> [Problem to solve]: Turn every line of the entries below into a numbered list, and skip any blank lines.
-.-.-
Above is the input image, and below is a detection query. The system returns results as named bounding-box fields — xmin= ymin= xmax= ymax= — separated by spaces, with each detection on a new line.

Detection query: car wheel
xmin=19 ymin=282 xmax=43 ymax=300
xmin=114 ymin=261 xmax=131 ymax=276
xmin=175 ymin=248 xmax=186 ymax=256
-.-.-
> [Full answer]:
1. Above is the input image, and below is a detection query. The system returns results as named bounding-box fields — xmin= ymin= xmax= ymax= — separated by spaces, with each detection on a new line.
2. Detection query: car wheel
3. xmin=19 ymin=282 xmax=43 ymax=300
4. xmin=114 ymin=261 xmax=131 ymax=276
5. xmin=175 ymin=248 xmax=186 ymax=256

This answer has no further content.